start Provided records

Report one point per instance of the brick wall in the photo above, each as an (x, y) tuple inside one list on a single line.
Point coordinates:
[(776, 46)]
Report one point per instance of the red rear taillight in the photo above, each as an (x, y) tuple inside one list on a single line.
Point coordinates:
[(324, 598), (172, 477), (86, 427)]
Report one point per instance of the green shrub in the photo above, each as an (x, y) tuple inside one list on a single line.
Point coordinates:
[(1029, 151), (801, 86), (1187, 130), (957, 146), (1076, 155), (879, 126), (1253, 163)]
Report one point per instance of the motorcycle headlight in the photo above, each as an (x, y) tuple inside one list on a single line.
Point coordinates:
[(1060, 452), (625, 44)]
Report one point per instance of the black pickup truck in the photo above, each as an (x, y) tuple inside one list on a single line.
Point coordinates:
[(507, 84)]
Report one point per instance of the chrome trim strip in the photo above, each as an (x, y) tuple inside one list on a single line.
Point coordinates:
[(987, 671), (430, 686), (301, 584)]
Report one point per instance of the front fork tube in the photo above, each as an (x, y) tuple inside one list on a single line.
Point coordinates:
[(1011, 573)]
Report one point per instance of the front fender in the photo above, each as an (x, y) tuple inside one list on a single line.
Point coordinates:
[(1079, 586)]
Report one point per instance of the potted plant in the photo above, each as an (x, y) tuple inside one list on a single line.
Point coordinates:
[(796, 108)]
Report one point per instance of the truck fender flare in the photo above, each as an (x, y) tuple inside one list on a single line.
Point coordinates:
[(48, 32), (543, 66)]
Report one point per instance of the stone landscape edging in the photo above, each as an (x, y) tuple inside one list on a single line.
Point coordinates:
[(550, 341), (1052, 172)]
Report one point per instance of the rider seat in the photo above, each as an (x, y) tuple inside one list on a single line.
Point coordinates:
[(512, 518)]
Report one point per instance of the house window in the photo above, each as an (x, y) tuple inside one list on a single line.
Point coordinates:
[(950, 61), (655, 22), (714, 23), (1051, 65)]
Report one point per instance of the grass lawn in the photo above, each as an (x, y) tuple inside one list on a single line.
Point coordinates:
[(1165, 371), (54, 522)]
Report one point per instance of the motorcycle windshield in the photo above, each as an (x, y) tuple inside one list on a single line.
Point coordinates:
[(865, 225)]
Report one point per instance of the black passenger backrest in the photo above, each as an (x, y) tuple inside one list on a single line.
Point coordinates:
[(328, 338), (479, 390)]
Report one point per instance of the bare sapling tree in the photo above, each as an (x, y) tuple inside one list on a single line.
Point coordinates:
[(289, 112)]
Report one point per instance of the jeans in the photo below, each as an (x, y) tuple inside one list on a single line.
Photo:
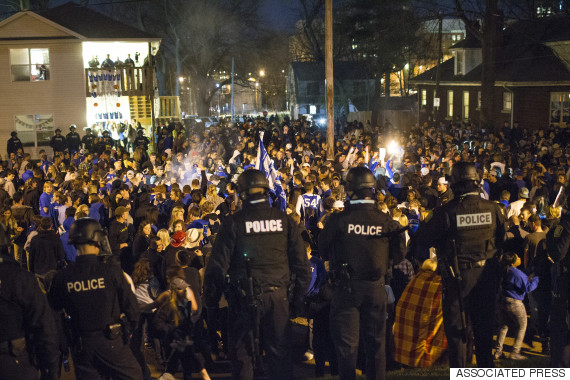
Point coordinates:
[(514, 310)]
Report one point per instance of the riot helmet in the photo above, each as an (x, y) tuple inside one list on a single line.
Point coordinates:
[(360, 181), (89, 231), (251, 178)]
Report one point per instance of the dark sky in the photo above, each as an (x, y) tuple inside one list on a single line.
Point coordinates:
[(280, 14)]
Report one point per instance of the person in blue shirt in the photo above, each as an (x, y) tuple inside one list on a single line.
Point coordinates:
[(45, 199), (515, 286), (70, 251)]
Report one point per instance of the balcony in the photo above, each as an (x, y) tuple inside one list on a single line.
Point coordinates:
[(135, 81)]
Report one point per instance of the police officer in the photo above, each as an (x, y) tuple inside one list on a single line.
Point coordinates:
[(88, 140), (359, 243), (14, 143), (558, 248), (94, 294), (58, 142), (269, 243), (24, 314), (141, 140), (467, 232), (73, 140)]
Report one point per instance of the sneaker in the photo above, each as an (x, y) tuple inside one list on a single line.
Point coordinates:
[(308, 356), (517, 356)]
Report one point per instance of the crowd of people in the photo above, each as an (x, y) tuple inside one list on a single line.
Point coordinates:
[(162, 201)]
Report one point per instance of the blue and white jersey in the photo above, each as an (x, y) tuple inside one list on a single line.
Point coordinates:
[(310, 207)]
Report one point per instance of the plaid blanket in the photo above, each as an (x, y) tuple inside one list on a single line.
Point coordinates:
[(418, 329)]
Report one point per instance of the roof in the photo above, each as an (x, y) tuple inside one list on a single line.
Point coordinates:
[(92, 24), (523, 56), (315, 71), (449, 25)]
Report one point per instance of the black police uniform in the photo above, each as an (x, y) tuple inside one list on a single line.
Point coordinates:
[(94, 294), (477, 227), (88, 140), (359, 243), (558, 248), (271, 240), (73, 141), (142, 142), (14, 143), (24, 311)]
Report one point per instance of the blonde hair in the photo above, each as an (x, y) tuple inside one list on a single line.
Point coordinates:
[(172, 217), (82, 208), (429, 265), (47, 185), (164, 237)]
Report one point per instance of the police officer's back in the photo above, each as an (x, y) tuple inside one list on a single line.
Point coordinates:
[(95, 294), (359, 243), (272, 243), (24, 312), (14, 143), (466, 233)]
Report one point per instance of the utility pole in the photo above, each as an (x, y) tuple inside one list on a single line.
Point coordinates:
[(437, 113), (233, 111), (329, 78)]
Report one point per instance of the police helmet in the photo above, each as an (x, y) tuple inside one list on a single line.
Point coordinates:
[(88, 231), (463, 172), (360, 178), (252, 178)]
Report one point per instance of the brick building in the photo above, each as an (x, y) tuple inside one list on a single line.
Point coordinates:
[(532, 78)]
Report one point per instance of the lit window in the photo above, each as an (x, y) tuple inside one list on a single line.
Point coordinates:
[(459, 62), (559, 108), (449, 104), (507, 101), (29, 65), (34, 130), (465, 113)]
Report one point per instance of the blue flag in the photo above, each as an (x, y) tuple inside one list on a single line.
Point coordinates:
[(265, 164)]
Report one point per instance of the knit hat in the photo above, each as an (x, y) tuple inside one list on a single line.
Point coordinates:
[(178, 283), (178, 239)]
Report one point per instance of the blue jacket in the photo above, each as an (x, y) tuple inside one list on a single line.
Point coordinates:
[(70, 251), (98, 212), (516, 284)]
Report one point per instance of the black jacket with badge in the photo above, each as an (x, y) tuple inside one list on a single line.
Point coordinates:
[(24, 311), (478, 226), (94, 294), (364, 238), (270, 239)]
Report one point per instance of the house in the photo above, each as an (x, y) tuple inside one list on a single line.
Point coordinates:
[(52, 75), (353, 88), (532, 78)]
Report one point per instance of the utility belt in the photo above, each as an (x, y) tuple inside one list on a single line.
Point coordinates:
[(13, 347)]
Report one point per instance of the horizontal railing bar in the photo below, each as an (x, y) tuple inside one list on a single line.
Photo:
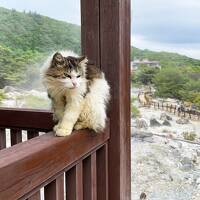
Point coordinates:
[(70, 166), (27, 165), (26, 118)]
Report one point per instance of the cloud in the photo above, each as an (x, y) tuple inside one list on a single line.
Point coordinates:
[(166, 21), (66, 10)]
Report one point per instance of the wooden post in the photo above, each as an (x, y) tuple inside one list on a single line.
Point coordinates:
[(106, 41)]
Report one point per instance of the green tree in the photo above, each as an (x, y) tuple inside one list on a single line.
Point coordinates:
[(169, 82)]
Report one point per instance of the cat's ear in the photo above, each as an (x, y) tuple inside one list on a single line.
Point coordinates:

end Provided records

Challenge
Write out every entry again with "Point coordinates" switched to "Marked points" and all else kept the same. Omit the pictures.

Answer to the task
Report one point per instance of the brick wall in the photo above, each as an (x, y) tuple inside one list on a single line.
Marked points:
[(776, 46)]
Report one point per instance of the red rear taillight in the photo above, each as an (x, y) tuple inside one list on a single line.
Marked points:
[(324, 598), (172, 477), (86, 427)]
Report one point per instance of the green shrub in the photo above, each as an (x, y) tuple inside one list on a single line.
Marked points:
[(1029, 151), (801, 86), (1187, 130), (957, 146), (1076, 155), (879, 126), (1253, 163)]
Report one point per instance of the motorcycle headlight in the photo above, each as an (x, y) tuple inside one list on a single line.
Marked points:
[(1060, 452), (625, 44)]
Report one point per instance of the black pickup truck in the photo above, each as an (x, y) tuple inside one list on a single line.
Marked points:
[(507, 84)]
Report one point per instance of the chrome trim strip in the photo above, each as an (x, y) tuple inside one list on a single line.
Marked points:
[(987, 671), (430, 686), (301, 584)]
Report one point per instance of the front fork tube in the photo above, each as an (x, y) tuple inside one list on a single line.
Marked points:
[(1011, 573)]
Report one point per instance of the front fender in the photo above, each as an (x, y) tuple inside one list on a single line.
Marked points:
[(1079, 586)]
Report one point per instance of the potted plant in the photo above, each as an (x, y) tuple inside one list on a single line.
Marked points:
[(796, 108)]
Report one point per instance of the truck fender flare in the photo above, each as an (x, y) tuple inside one list on a single line.
Marked points:
[(48, 32), (543, 66)]
Report one point per instance of the stone landscape edging in the photo above, each as an (x, y) tuple inside one list on a single line.
Marked points:
[(550, 341), (1052, 172)]
Report one point per instance of the rider seat in the photo above, each as an (x, y) tuple inside one list on a single line.
Marked points:
[(512, 518)]
Report one point per instance of the house window in the photo above, each as an (x, y) tuple inside one list on a single line.
Marked points:
[(950, 61), (655, 22), (714, 23), (1051, 65)]
Report one point per instance of the grass lawn in the photo above, each as an (x, y) tuple inside one list on a single line.
Marked points:
[(1165, 371), (54, 522)]
Report one point per instance of the motorcycle windshield in the photo above, each as an (x, y) tuple inside one list on a single line.
Marked points:
[(865, 225)]
Report one point per instance of the black passenger backrest in the photo above, each as an (x, y) tuple inside one list on a single line.
Marked points:
[(328, 338), (479, 390)]
Report one point per instance of the bare sapling tree in the photo above, each as an (x, y) tuple inside one list on a single line.
Marked points:
[(289, 112)]
Report one point per instance of the jeans in the photo below, each as an (x, y) tuple inside one list on a single line.
Photo:
Marked points:
[(514, 310)]
Report one point per instance of the riot helmet in the photo above, each as an (x, y) tuple inside one list on a single line.
Marked points:
[(360, 181), (89, 231), (251, 178)]
Report one point per instance of the dark sky in the photo above, each as an (x, y) tuple inside one list on a single line.
Marked points:
[(280, 14)]
Report one point per instance of the person in blue shirt in the photo above, each as an (x, y) tuple inside one list on a single line.
Marked points:
[(45, 199), (515, 286), (70, 251)]
Report one point per instance of the balcony in the photo above, each as an (x, y) tuple inside one list on a single line.
Marked points:
[(135, 81)]
Report one point per instance of the police officer in the photo above, each as an (x, y) tuple inside one list on a single line.
Marked points:
[(88, 140), (359, 243), (14, 143), (558, 248), (94, 294), (58, 142), (269, 243), (24, 314), (141, 140), (467, 232), (73, 140)]
Report one point per instance of the sneaker in the photo above, each as an (x, y) tuple inside one list on a single line.
Marked points:
[(308, 356), (517, 356)]
Report one point per instance of the crowd of people in the photo above, each as an (x, y) tuple inside one list on a single line.
Marked points:
[(162, 201)]
Report one point per instance of the blue and white jersey in the photo above, each as an (x, y) tuple inside one list on a single line.
Marked points:
[(310, 207)]
Report one point per instance of the plaid blanket in the photo above, each as an (x, y) tuple inside one list on a single line.
Marked points:
[(418, 329)]
Report one point per instance of the roof in the photo above, each as an (x, y) tuple inside one list on a single line.
Marked points:
[(92, 24), (523, 56), (315, 71), (449, 25)]
Report one point per instance of the black police uniform in the photo above, each as an (x, y) tuple inside one list on a single line.
Marked points:
[(94, 294), (477, 227), (88, 140), (359, 243), (558, 248), (271, 240), (73, 141), (142, 142), (14, 143), (24, 311)]
Report one point per instance of the blonde hair in the photo above, each as an (x, y) tuple inside one list on a single line.
Marked points:
[(172, 217), (82, 208), (429, 265), (47, 185), (164, 237)]
Report one point per instance of the police officer's back in the photo above, each as an (x, y) tuple inside one list on a single line.
Marked points:
[(95, 294), (359, 243), (272, 243), (24, 312), (14, 143), (466, 233)]
Report one point per instance of the utility pole in the photo above, each as an (x, y) tuple inside one list on a single line.
Marked points:
[(437, 113), (233, 111), (329, 78)]
Report one point per instance of the police helmet in the photo above, each as an (x, y) tuple inside one list on a single line.
Marked points:
[(88, 231), (463, 172), (360, 178), (252, 178)]
Report one point per instance of the brick building in the photo above, each as an (x, y) tuple inside one list on a single line.
Marked points:
[(532, 78)]
Report one point per instance of the lit window in the photo above, each as an (x, y) tuple inside one list on a single line.
Marked points:
[(459, 62), (559, 108), (449, 104), (507, 101), (29, 65), (34, 130), (465, 113)]
Report one point per instance of the blue flag in the photo above, each as an (x, y) tuple inside one list on a single line.
Marked points:
[(265, 164)]
Report one point per instance of the knit hat in the photo above, each as an (x, y) tuple inside one list on a single line.
Marked points:
[(178, 283), (178, 239)]
Report one point per instance of the blue jacket in the photo above, each as an (x, y) tuple inside one list on a single line.
Marked points:
[(70, 251), (98, 212), (516, 284)]
Report one point per instance of the black jacket with badge in the photo above, each as an (x, y) tuple inside one list on a single line.
Marked points:
[(24, 311), (478, 226), (94, 294), (364, 238), (270, 239)]
Report one point per instance of the house in the photo above, each as an (x, y) tuple inside one list on a single line.
Marked points:
[(52, 75), (353, 88), (532, 78)]
Report one point per instance of the utility belt in the photo above, each as an (x, y) tuple inside one list on a single line.
Marked points:
[(13, 347)]
Report one point per instance of the horizontal railing bar in the photo below, each as an (x, y) tuple inside one list on a single line.
Photo:
Marked points:
[(70, 166), (27, 165), (26, 118)]
Report one point per instance of the cloud in the photo above, each as an (x, y) tuple inside one list on a single line.
Marked points:
[(166, 21), (66, 10)]
Report one point per instance of the wooden post in the photo above, each as an (x, y) tuple inside one list on a single line.
Marked points:
[(106, 41)]
Report one point per instance of the green tree in the photo above, each as an (x, y) tuple inside one list on a single line.
Marked points:
[(169, 82)]
Report one point per instance of the cat's ear in the photo above, each as an (x, y) tuple inside one list on a single line.
Marked points:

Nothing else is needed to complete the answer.